> **Excerpt provided**
━━━━━━━━

Question

How to find nth term for a sequence of following numbers;

1,9,36,100...? I know that this is square sequence and I use the formula a+(n-1)d+1/2×(n-1)×(n-2)c where a=the first term of first sequence d=difference between first two terms in first sequence and c=common difference between terms in the second difference. How to express c in this example if the terms in the second sequence are cube numbers? please help

Answer 1

Let
`a_n` denote the given sequence.
`a_n` has forward differences

{9 - 1, 36 - 9, 100 - 36, ...} = {8, 27, 64, ...} = {2^3, 3^3, 4^3, ...}

If we call the sequence of forward differences
`b_n`, then for
`n\ge1`,

`b_n=(n+1)^3`

`b_n` is defined in terms of
`a_n` for all
`n\ge1` by

`b_n=a_(n+1)-a_n`

and so
`a_n` is defined recursively by

`a_n=\begin{cases}a_1=1\\a_(n+1)=a_n+(n+1)^3&\text{for }n\ge1\end{cases}`

We can deduce a pattern for the general
`n`-th term:

`a_2=a_1+2^3`

`a_3=a_2+3^3=a_1+\displaystyle\sum_(i=1)^2(i+1)^3`

`a_4=a_3+4^3=a_1+\displaystyle\sum_(i=1)^3(i+1)^3`

and so on, up to

`a_n=a_1+\displaystyle\sum_(i=1)^(n-1)(i+1)^3`

We can simplify the right hand side a bit, noticing that
`a_1=1=1^3` matches
`(i+1)^3` for
`i=0`:

`a_n=\displaystyle\sum_(i=0)^(n-1)(i+1)^3`

and to simplify things a bit more, we shift the index of summation:

`a_n=\displaystyle\sum_(i=1)^ni^3`

You should know that the right side has a nice closed form (look up "Faulhaber's formula" if you don't):

`a_n=\frac{n^2(n+1)^2}4`

━━━━━━━━

> **Record excerpts**
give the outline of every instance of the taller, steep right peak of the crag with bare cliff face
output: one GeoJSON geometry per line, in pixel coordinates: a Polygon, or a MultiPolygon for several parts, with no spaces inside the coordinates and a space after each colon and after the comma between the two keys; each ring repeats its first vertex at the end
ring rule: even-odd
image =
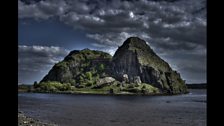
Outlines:
{"type": "Polygon", "coordinates": [[[112,64],[113,76],[119,81],[122,81],[123,75],[127,75],[129,83],[135,83],[138,78],[138,81],[151,84],[162,92],[176,94],[187,91],[180,74],[173,71],[168,63],[138,37],[128,38],[118,48],[112,64]]]}

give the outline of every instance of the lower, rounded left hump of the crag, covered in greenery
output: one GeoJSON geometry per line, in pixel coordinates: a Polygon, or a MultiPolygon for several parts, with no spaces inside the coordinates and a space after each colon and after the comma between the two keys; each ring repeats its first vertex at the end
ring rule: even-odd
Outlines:
{"type": "Polygon", "coordinates": [[[71,51],[63,61],[53,66],[41,82],[58,81],[74,85],[85,81],[85,78],[107,76],[106,71],[110,69],[108,67],[111,58],[111,55],[101,51],[89,49],[71,51]]]}

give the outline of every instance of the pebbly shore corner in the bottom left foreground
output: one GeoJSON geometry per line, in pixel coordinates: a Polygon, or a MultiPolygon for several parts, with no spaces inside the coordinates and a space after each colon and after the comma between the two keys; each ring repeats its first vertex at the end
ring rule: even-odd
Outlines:
{"type": "Polygon", "coordinates": [[[56,124],[49,124],[39,120],[27,117],[23,112],[18,112],[18,126],[58,126],[56,124]]]}

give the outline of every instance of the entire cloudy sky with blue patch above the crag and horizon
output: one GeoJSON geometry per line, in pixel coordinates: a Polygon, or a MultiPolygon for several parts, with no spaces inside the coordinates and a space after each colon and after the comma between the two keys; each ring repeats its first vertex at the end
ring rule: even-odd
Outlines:
{"type": "Polygon", "coordinates": [[[18,0],[18,81],[40,81],[71,50],[114,54],[147,41],[187,83],[206,82],[206,0],[18,0]]]}

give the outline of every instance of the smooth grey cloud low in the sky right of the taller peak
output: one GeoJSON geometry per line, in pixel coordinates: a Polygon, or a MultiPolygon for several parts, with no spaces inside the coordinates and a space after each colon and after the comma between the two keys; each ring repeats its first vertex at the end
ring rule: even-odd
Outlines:
{"type": "Polygon", "coordinates": [[[172,52],[172,54],[162,54],[161,57],[167,61],[171,67],[181,73],[187,83],[206,82],[206,50],[197,49],[188,53],[172,52]]]}

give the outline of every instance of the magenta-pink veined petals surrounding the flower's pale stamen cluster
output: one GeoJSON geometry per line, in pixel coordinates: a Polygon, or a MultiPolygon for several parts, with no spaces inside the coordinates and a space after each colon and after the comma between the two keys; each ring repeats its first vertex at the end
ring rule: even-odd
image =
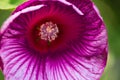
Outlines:
{"type": "Polygon", "coordinates": [[[99,80],[108,44],[104,22],[90,0],[29,0],[1,27],[5,80],[99,80]],[[39,26],[56,23],[48,43],[39,26]]]}

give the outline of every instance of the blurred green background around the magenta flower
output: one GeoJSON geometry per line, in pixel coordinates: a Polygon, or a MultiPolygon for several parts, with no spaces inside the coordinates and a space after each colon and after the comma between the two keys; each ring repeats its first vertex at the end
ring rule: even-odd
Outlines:
{"type": "MultiPolygon", "coordinates": [[[[0,0],[0,26],[25,0],[0,0]]],[[[120,80],[120,0],[93,0],[100,10],[108,29],[109,57],[100,80],[120,80]]],[[[0,80],[4,80],[0,72],[0,80]]]]}

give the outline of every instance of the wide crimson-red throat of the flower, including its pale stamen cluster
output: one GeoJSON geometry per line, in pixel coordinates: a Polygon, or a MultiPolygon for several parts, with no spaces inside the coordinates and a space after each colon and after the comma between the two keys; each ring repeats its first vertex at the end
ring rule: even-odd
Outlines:
{"type": "Polygon", "coordinates": [[[37,51],[62,51],[79,37],[82,17],[71,6],[54,1],[34,13],[38,14],[29,22],[32,24],[29,40],[37,51]]]}

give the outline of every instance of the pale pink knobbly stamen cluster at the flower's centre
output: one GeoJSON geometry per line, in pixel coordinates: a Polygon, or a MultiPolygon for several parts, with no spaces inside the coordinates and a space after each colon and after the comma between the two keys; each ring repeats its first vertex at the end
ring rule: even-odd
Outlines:
{"type": "Polygon", "coordinates": [[[58,33],[57,25],[52,22],[46,22],[40,26],[39,35],[42,40],[51,42],[57,38],[58,33]]]}

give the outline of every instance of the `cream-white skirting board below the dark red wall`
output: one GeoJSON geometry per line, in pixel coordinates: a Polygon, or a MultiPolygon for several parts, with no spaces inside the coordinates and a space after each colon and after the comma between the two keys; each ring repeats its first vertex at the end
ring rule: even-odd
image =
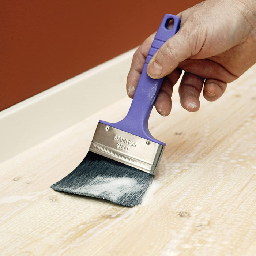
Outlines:
{"type": "Polygon", "coordinates": [[[0,112],[0,163],[126,95],[136,49],[0,112]]]}

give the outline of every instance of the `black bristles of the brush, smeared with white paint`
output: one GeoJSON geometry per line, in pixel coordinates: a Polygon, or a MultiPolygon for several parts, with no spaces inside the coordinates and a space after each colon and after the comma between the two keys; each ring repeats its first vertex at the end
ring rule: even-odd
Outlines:
{"type": "Polygon", "coordinates": [[[73,172],[51,188],[135,206],[141,204],[153,178],[152,174],[89,151],[73,172]]]}

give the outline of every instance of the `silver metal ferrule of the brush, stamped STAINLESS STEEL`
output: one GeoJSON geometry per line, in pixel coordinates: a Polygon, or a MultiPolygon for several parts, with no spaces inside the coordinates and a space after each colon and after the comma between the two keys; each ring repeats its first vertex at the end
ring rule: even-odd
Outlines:
{"type": "Polygon", "coordinates": [[[98,123],[89,151],[155,174],[165,146],[98,123]]]}

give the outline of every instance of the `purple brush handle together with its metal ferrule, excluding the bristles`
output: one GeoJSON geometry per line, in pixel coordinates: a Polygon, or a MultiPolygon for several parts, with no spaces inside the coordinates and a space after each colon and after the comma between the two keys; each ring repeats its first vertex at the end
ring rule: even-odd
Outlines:
{"type": "Polygon", "coordinates": [[[90,151],[155,174],[166,144],[151,135],[148,118],[164,78],[150,78],[147,75],[147,66],[157,50],[177,33],[180,22],[180,18],[172,14],[163,17],[148,52],[127,115],[116,123],[99,120],[90,151]],[[170,20],[173,20],[172,29],[167,27],[170,20]]]}

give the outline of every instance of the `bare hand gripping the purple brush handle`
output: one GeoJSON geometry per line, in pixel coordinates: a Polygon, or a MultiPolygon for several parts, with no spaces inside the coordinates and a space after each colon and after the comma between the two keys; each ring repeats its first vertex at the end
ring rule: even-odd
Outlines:
{"type": "MultiPolygon", "coordinates": [[[[165,76],[155,102],[159,114],[172,108],[173,86],[182,77],[179,94],[183,108],[197,111],[199,95],[215,101],[227,83],[236,80],[256,62],[255,0],[207,0],[180,12],[180,30],[155,53],[148,64],[151,78],[165,76]]],[[[127,94],[133,98],[155,33],[136,50],[127,77],[127,94]]]]}

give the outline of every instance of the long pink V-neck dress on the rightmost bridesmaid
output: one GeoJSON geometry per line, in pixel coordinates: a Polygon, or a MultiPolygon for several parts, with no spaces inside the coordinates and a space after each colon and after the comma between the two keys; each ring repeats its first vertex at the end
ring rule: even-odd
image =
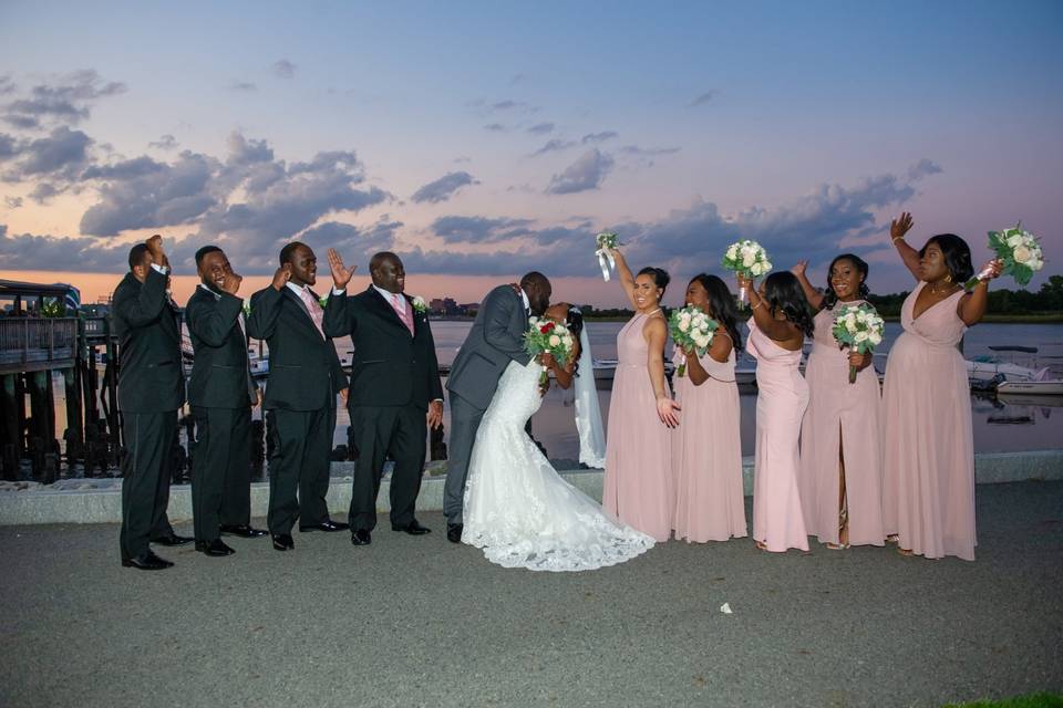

━━━━━━━━

> **Exercise aim**
Please answer these from the forum thread on finding an nth term:
1. Which forward differences does the reply list, written as cubes?
2. What formula does the reply suggest looking up for the closed form?
3. What closed form does it give for the nth term?

> **Expected output**
1. 2^3, 3^3, 4^3 (that is, 8, 27, 64)
2. Faulhaber's formula
3. n^2(n+1)^2/4